Your task is to transcribe the entries below exactly, beginning with the line containing "Draw the outline of every instance of the leather" and ending with the final line, and to add nothing else.

DATA SECTION
** BEGIN **

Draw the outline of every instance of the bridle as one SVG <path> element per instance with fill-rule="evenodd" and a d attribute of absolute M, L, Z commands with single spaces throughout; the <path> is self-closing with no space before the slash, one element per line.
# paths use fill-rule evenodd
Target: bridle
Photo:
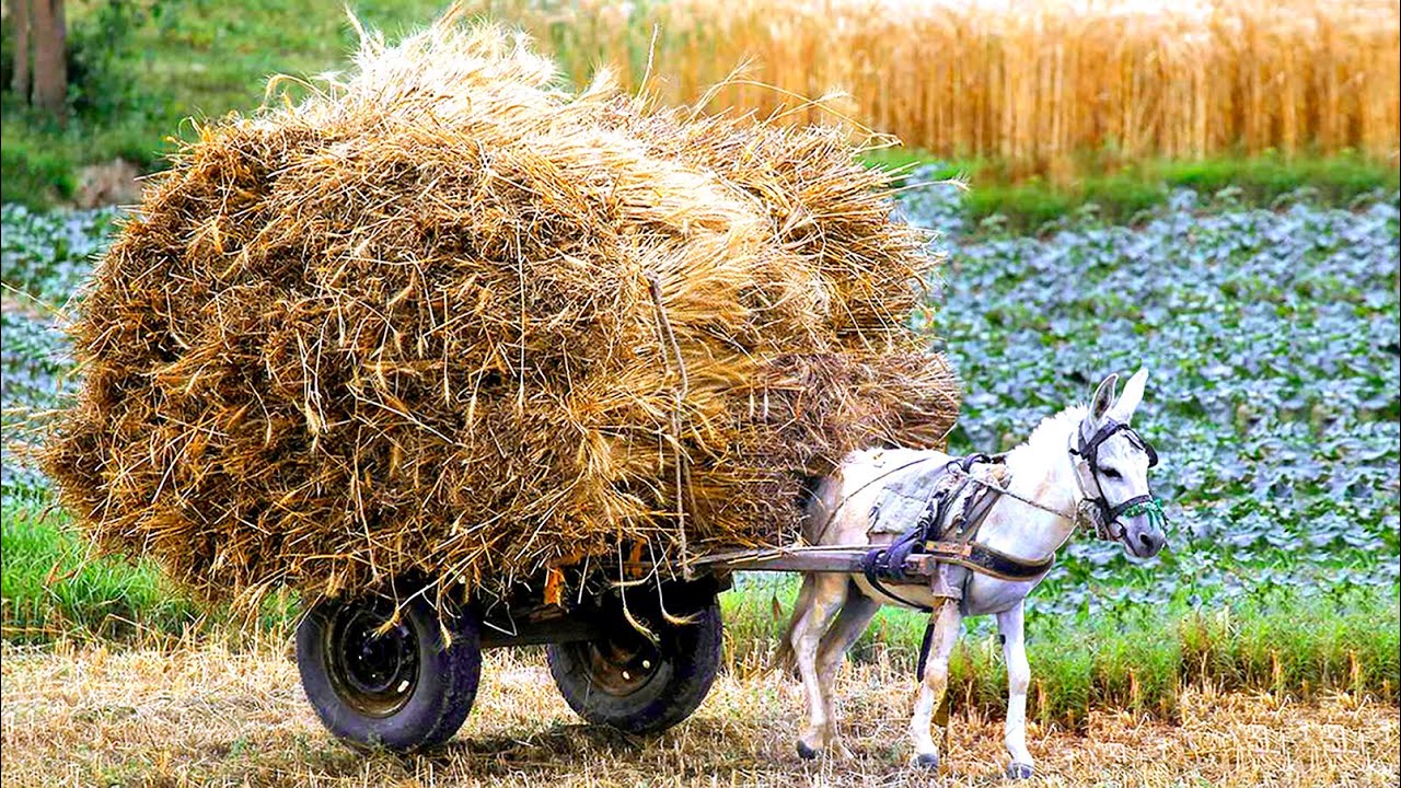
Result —
<path fill-rule="evenodd" d="M 1115 419 L 1105 419 L 1104 425 L 1101 425 L 1100 429 L 1097 429 L 1090 437 L 1084 437 L 1082 430 L 1076 430 L 1073 435 L 1079 436 L 1079 442 L 1069 447 L 1070 456 L 1084 463 L 1084 467 L 1090 471 L 1089 478 L 1094 482 L 1094 495 L 1090 495 L 1086 485 L 1086 477 L 1080 473 L 1080 463 L 1072 461 L 1075 464 L 1076 484 L 1080 487 L 1080 496 L 1083 501 L 1093 505 L 1094 513 L 1097 515 L 1097 517 L 1094 517 L 1097 520 L 1094 523 L 1096 534 L 1100 538 L 1112 541 L 1124 538 L 1124 527 L 1119 524 L 1119 517 L 1125 515 L 1131 517 L 1147 515 L 1149 522 L 1159 529 L 1167 524 L 1167 515 L 1163 513 L 1163 502 L 1153 498 L 1152 488 L 1149 488 L 1149 492 L 1143 495 L 1135 495 L 1133 498 L 1121 501 L 1117 505 L 1110 503 L 1108 498 L 1104 495 L 1104 484 L 1100 480 L 1100 446 L 1121 432 L 1125 437 L 1128 437 L 1129 443 L 1147 454 L 1147 467 L 1152 468 L 1157 466 L 1157 451 L 1153 450 L 1153 444 L 1143 440 L 1143 436 L 1131 428 L 1128 422 Z M 1073 436 L 1072 440 L 1075 440 Z"/>

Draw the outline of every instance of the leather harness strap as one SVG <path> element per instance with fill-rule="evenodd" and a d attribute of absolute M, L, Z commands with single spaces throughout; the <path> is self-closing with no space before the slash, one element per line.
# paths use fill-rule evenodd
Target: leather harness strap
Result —
<path fill-rule="evenodd" d="M 904 566 L 905 558 L 915 551 L 933 555 L 940 564 L 962 566 L 1000 580 L 1034 580 L 1045 575 L 1055 565 L 1054 555 L 1044 561 L 1028 562 L 975 541 L 978 529 L 1000 498 L 998 488 L 979 484 L 978 489 L 969 494 L 971 498 L 964 505 L 962 516 L 957 516 L 954 512 L 955 505 L 964 499 L 974 466 L 999 466 L 1002 461 L 1002 456 L 988 454 L 969 454 L 947 461 L 934 481 L 929 484 L 925 506 L 913 527 L 891 544 L 866 554 L 862 573 L 867 583 L 899 604 L 929 611 L 932 610 L 929 606 L 905 599 L 885 585 L 911 579 L 906 578 Z M 951 474 L 958 481 L 950 485 L 946 480 L 953 468 L 958 470 L 957 474 Z M 965 583 L 967 578 L 964 578 Z M 951 593 L 957 592 L 958 589 L 954 589 Z"/>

** END **

RESPONSE FOR THIS EXERCISE
Draw the outline of every instance of the leather harness strap as one SVG <path> element per instance with fill-rule="evenodd" and a d attribute of absolute M, L, Z commands with single spaces throughout; the <path> is self-closing with no space before the slash, one element per line.
# paths use fill-rule evenodd
Target: leather harness strap
Result —
<path fill-rule="evenodd" d="M 904 566 L 905 558 L 915 551 L 933 555 L 940 564 L 962 566 L 1000 580 L 1034 580 L 1045 575 L 1055 565 L 1054 555 L 1044 561 L 1028 562 L 975 541 L 978 529 L 1000 498 L 998 488 L 979 484 L 978 489 L 969 494 L 971 498 L 964 505 L 962 516 L 957 516 L 954 512 L 955 505 L 964 499 L 974 466 L 999 466 L 1002 461 L 1002 456 L 988 454 L 969 454 L 947 461 L 934 481 L 929 484 L 925 506 L 913 527 L 891 544 L 866 554 L 862 573 L 867 583 L 899 604 L 929 611 L 932 610 L 929 606 L 905 599 L 885 585 L 911 579 L 906 578 Z M 951 474 L 958 481 L 950 485 L 946 480 L 953 468 L 958 470 L 957 474 Z M 965 583 L 967 578 L 964 578 Z M 951 593 L 957 592 L 958 589 L 954 589 Z"/>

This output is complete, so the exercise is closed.